# [Task brief]
Transcribe each record exactly. Omit the pictures.
Top of Entries supplied
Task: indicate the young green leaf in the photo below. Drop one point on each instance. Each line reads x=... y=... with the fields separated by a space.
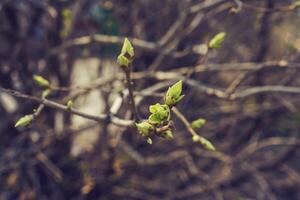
x=46 y=93
x=127 y=49
x=149 y=140
x=217 y=40
x=160 y=113
x=70 y=104
x=145 y=128
x=198 y=123
x=173 y=94
x=204 y=142
x=24 y=121
x=167 y=135
x=41 y=81
x=123 y=61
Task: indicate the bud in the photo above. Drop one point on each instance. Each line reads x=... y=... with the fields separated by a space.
x=123 y=61
x=40 y=81
x=198 y=123
x=127 y=53
x=204 y=142
x=127 y=49
x=144 y=128
x=70 y=104
x=24 y=121
x=167 y=135
x=173 y=94
x=160 y=113
x=149 y=140
x=217 y=40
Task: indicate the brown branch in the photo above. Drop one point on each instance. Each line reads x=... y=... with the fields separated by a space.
x=99 y=118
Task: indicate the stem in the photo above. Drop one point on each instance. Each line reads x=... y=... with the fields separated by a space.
x=131 y=97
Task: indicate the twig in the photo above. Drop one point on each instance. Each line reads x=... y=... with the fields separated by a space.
x=99 y=118
x=130 y=90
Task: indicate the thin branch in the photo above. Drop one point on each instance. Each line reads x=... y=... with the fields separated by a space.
x=99 y=118
x=130 y=90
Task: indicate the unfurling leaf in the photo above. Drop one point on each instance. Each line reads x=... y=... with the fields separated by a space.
x=24 y=121
x=204 y=142
x=149 y=140
x=160 y=113
x=217 y=40
x=198 y=123
x=144 y=128
x=173 y=95
x=123 y=61
x=70 y=104
x=167 y=135
x=46 y=93
x=127 y=49
x=41 y=81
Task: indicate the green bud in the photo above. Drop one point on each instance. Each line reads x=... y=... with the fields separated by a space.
x=149 y=140
x=204 y=142
x=123 y=61
x=40 y=81
x=198 y=123
x=46 y=93
x=295 y=5
x=167 y=135
x=127 y=49
x=24 y=121
x=144 y=128
x=217 y=40
x=160 y=113
x=70 y=104
x=173 y=94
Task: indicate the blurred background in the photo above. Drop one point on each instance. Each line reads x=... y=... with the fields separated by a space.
x=248 y=91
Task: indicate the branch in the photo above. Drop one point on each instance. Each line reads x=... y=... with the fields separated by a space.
x=99 y=118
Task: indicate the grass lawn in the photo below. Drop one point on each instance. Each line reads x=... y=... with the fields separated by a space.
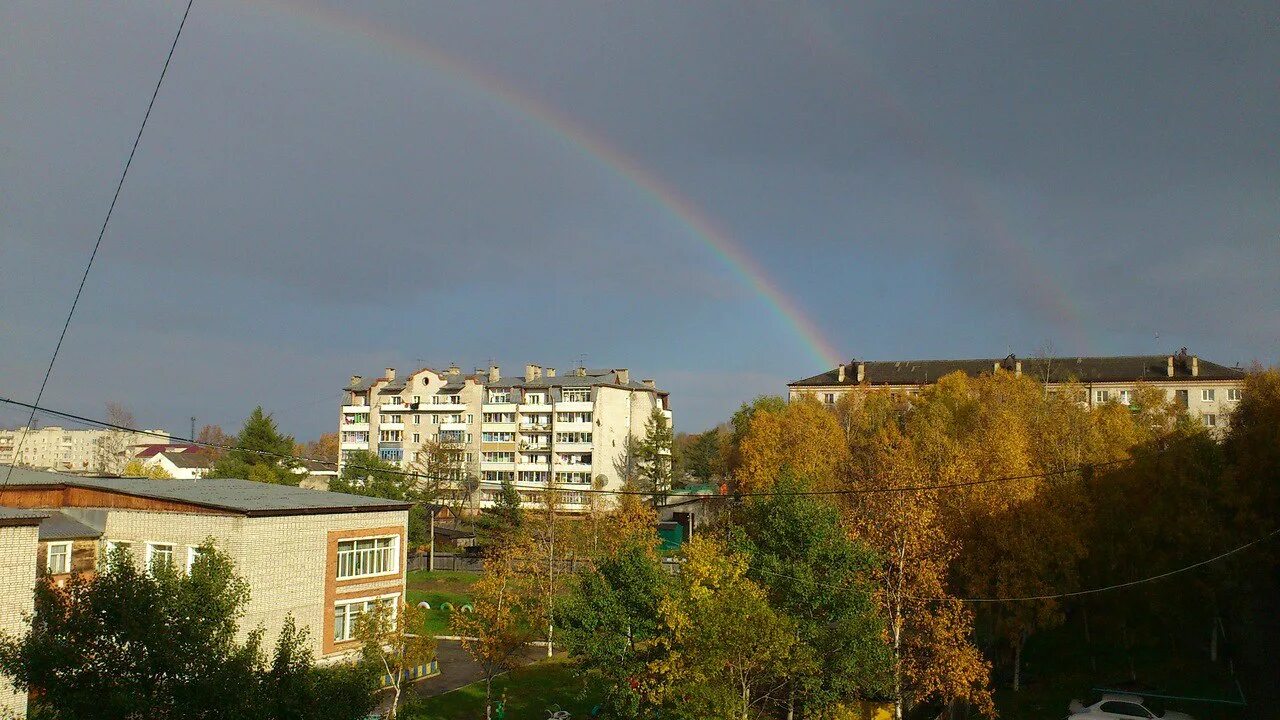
x=442 y=586
x=531 y=691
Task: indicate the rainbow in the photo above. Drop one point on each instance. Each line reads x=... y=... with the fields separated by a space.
x=679 y=208
x=967 y=191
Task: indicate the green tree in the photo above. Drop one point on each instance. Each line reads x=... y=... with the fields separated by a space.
x=609 y=621
x=368 y=474
x=260 y=452
x=653 y=454
x=503 y=519
x=821 y=579
x=163 y=643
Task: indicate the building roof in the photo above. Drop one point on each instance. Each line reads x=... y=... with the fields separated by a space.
x=188 y=460
x=242 y=497
x=60 y=525
x=14 y=516
x=1127 y=368
x=169 y=449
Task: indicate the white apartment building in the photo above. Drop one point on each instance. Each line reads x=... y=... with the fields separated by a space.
x=72 y=451
x=530 y=429
x=1205 y=390
x=321 y=557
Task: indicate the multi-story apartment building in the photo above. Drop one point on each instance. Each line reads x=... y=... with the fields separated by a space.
x=18 y=537
x=536 y=431
x=72 y=451
x=323 y=557
x=1206 y=390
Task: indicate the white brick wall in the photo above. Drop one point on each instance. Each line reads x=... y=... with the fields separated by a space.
x=17 y=582
x=283 y=559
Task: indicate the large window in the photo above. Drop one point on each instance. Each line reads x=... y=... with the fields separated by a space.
x=159 y=554
x=346 y=613
x=368 y=556
x=59 y=560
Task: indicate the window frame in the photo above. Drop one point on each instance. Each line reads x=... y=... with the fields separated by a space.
x=49 y=556
x=151 y=547
x=348 y=620
x=394 y=565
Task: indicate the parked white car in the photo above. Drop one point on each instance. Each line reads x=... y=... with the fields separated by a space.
x=1121 y=707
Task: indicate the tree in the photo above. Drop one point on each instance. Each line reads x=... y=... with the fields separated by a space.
x=503 y=519
x=501 y=625
x=653 y=454
x=368 y=474
x=609 y=621
x=722 y=650
x=393 y=642
x=803 y=436
x=822 y=580
x=138 y=469
x=325 y=447
x=163 y=643
x=260 y=452
x=112 y=447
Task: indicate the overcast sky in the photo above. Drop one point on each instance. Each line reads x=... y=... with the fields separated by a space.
x=329 y=191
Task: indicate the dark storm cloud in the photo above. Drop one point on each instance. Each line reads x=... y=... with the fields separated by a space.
x=922 y=180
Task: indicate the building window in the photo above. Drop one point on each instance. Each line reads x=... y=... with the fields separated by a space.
x=368 y=556
x=346 y=613
x=159 y=554
x=59 y=557
x=192 y=554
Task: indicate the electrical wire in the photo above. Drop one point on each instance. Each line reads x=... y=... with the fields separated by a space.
x=97 y=244
x=1073 y=593
x=585 y=491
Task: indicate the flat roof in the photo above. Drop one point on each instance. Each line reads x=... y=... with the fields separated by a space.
x=242 y=497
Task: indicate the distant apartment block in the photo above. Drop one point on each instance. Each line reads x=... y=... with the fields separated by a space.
x=533 y=429
x=1206 y=390
x=72 y=451
x=323 y=557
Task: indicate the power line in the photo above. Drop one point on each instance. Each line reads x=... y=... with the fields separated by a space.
x=584 y=491
x=97 y=244
x=1073 y=593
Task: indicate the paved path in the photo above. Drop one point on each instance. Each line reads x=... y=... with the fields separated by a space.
x=457 y=669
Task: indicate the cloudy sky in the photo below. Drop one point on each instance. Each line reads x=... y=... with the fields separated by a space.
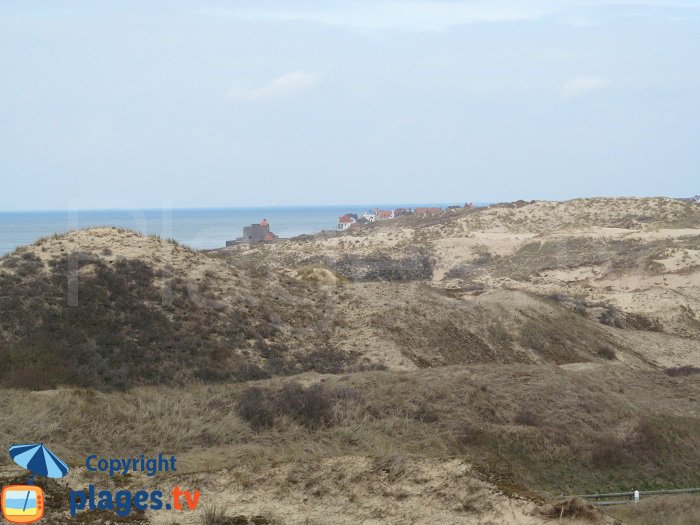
x=110 y=104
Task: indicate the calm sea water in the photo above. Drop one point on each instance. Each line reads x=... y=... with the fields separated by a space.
x=198 y=228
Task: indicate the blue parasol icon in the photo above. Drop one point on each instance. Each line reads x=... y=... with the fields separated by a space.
x=39 y=460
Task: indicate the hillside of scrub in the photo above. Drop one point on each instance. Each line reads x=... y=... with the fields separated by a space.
x=460 y=444
x=109 y=308
x=477 y=367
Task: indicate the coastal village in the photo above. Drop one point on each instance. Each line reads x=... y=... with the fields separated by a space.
x=352 y=219
x=261 y=232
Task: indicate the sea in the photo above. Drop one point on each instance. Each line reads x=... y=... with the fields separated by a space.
x=205 y=228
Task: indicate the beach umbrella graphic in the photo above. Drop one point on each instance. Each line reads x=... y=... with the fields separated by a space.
x=39 y=460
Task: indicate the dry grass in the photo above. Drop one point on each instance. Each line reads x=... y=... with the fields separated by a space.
x=572 y=508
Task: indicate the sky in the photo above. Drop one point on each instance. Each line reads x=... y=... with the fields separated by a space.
x=213 y=103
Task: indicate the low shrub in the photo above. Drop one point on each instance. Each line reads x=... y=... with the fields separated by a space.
x=680 y=371
x=311 y=406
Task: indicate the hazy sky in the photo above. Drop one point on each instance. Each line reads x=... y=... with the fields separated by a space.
x=110 y=104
Bottom of Entries supplied
# [Answer space]
Task: indicate the young green leaf in the photo below. Drop one point on each instance. Each line reads x=... y=... with the fields separated by a space.
x=46 y=93
x=127 y=49
x=149 y=140
x=217 y=40
x=160 y=113
x=70 y=104
x=145 y=128
x=198 y=123
x=173 y=94
x=204 y=142
x=24 y=121
x=167 y=135
x=41 y=81
x=123 y=61
Task: indicate the bud in the photo above. Drop one point on each instance. Each line reads x=... y=... with the fields separated by a space.
x=123 y=61
x=40 y=81
x=198 y=123
x=127 y=53
x=204 y=142
x=127 y=49
x=144 y=128
x=70 y=104
x=24 y=121
x=167 y=135
x=173 y=94
x=160 y=113
x=149 y=140
x=217 y=40
Task: indicate the brown branch in the photo above. Drop one point on each instance. Each line reads x=... y=... with the fields separated by a space.
x=99 y=118
Task: indicate the stem in the photo above. Drop one point on each instance. Each line reads x=... y=... with the fields separated by a space.
x=131 y=97
Task: indicate the twig in the photo above. Drop one point on each instance. Each line reads x=... y=... with the fields separated by a space.
x=99 y=118
x=130 y=90
Task: indicate the thin branch in the photo above. Drop one point on each instance. Each line reads x=... y=... with the fields separated by a space.
x=99 y=118
x=130 y=90
Task: indicate the unfurling leaf in the photo above. Drop one point on each instance. Each line reads x=... y=... with the fields separated by a space.
x=24 y=121
x=204 y=142
x=149 y=140
x=160 y=113
x=217 y=40
x=198 y=123
x=144 y=128
x=173 y=95
x=123 y=61
x=70 y=104
x=167 y=135
x=46 y=93
x=127 y=49
x=41 y=81
Task: indicate the green bud in the photo above. Drop one point on each instance. Each line reads x=... y=... with the fields separated by a space.
x=149 y=140
x=204 y=142
x=123 y=61
x=40 y=81
x=198 y=123
x=46 y=93
x=295 y=5
x=167 y=135
x=127 y=49
x=24 y=121
x=144 y=128
x=217 y=40
x=160 y=113
x=70 y=104
x=173 y=94
Task: indicate the blurred background in the photo above. Drop one point on each instance. Each line reads x=... y=... with the fields separated by a space.
x=248 y=91
Task: indicate the branch in the photo above. Drop one point on each instance. Each line reads x=... y=... with the fields separated by a space.
x=99 y=118
Task: indicate the grass lawn in the photo below. Drop one point on each instance. Each line reads x=... y=... with the fields separated by a space.
x=442 y=586
x=531 y=691
Task: indicate the rainbow in the photo above. Drop one point on each instance. Each line reads x=... y=... with the fields separated by a space.
x=679 y=208
x=967 y=191
Task: indicate the green tree in the photo above. Drop one point on each instance. Each line reads x=... y=... with the fields separated by a space.
x=609 y=621
x=368 y=474
x=260 y=452
x=653 y=454
x=503 y=519
x=821 y=579
x=163 y=643
Task: indicate the building roof in the photo above. Drop one point on each instance. Each line reads x=... y=... with the fields separated by a space.
x=188 y=460
x=242 y=497
x=60 y=525
x=14 y=516
x=1127 y=368
x=169 y=449
Task: indicate the white apartment building in the photo above. Drop one point on each instance. Each line reads x=... y=... with the fields separated by a space.
x=72 y=451
x=530 y=429
x=1205 y=390
x=321 y=557
Task: indicate the multi-story apartment building in the photo above. Drop one point on each instance. Each line reads x=... y=... with the fields separated by a space.
x=18 y=537
x=536 y=431
x=72 y=451
x=323 y=557
x=1206 y=390
Task: indicate the white brick wall in the photo above. Drop one point on each instance. Each line reads x=... y=... with the fields separated by a space.
x=17 y=582
x=283 y=559
Task: indicate the large window in the photo above. Drop one point on each instance. Each line reads x=... y=... with the fields separated by a space.
x=159 y=554
x=346 y=613
x=368 y=556
x=59 y=560
Task: indicate the window frame in the photo above. Drop one point on each instance. Each line reads x=... y=... with the fields separated by a space.
x=49 y=556
x=151 y=547
x=348 y=620
x=394 y=565
Task: indicate the parked white car in the photo above. Drop one point on each instance. Each line reads x=... y=... with the fields separated by a space.
x=1121 y=707
Task: indicate the tree in the photo above. Drop one point on each instance. Each line reads x=... y=... with the fields separated by a space.
x=503 y=519
x=501 y=625
x=653 y=454
x=368 y=474
x=609 y=621
x=722 y=650
x=393 y=642
x=803 y=436
x=822 y=580
x=138 y=469
x=325 y=447
x=163 y=643
x=260 y=452
x=112 y=447
Task: indicate the overcast sky in the photo above. Drop one point on each instance. Each line reads x=... y=... with the fields separated by a space.
x=329 y=191
Task: indicate the dark storm cloud in the photo above. Drop one point on each instance. Each line reads x=... y=... with the fields separated by a space.
x=922 y=180
Task: indicate the building window in the photo above. Drop one point on each instance. Each line reads x=... y=... with the fields separated by a space.
x=368 y=556
x=346 y=613
x=159 y=554
x=59 y=557
x=192 y=554
Task: indicate the electrical wire in the photo above. Drop one point on each instance. Each line reads x=... y=... with the fields separated by a space.
x=97 y=244
x=1073 y=593
x=585 y=491
Task: indicate the flat roof in the photo above. Drop one point on each instance. Each line reads x=... y=... with the fields separated by a space.
x=242 y=497
Task: indicate the distant apartment block in the photo above. Drop one point on each instance. Each line reads x=... y=... with the fields separated by a space.
x=533 y=429
x=1206 y=390
x=72 y=451
x=323 y=557
Task: indicate the power line in the photo above. Drop one point on each instance. Each line reads x=... y=... with the fields separated by a space.
x=584 y=491
x=97 y=244
x=1073 y=593
Task: indicate the paved path in the photo above. Drop one point on each instance. Each line reads x=... y=... with the fields separated by a space.
x=457 y=669
Task: indicate the cloudy sky in the photo below. Drop one point on each instance. Each line reads x=... y=... with the fields separated by a space.
x=110 y=104
Task: indicate the calm sea water in the photo above. Drop one point on each instance. Each line reads x=... y=... with the fields separated by a space.
x=198 y=228
Task: indicate the blue parasol icon in the photo above. Drop one point on each instance. Each line reads x=... y=... with the fields separated by a space.
x=39 y=460
Task: indicate the hillside of scrub in the photo above. Drop one point on each instance. Each line reads x=... y=... with the fields separated by a space.
x=460 y=444
x=109 y=308
x=477 y=367
Task: indicate the coastal village in the photo above. Drop one point on each instance. Each line reads x=... y=... with the fields separated by a space.
x=352 y=219
x=261 y=232
Task: indicate the sea in the photo above. Drop one point on each instance. Each line reads x=... y=... with the fields separated by a space.
x=205 y=228
Task: indicate the beach umbrella graphic in the photo above. Drop one point on each instance. Each line reads x=... y=... with the fields separated by a space.
x=39 y=460
Task: indicate the dry grass in the photo above. Drop one point on each instance. Each line reads x=... y=... with the fields separated by a space.
x=572 y=508
Task: indicate the sky in the photo above. Drop one point on each instance. Each line reads x=... y=... with the fields separated by a space.
x=213 y=103
Task: indicate the low shrub in the photo above. Drop one point on each instance. Each line reads x=... y=... with the fields separated by a space.
x=680 y=371
x=311 y=406
Task: indicate the hazy sky in the photo above. Drop one point on each instance. Each line reads x=... y=... with the fields separated by a space.
x=110 y=104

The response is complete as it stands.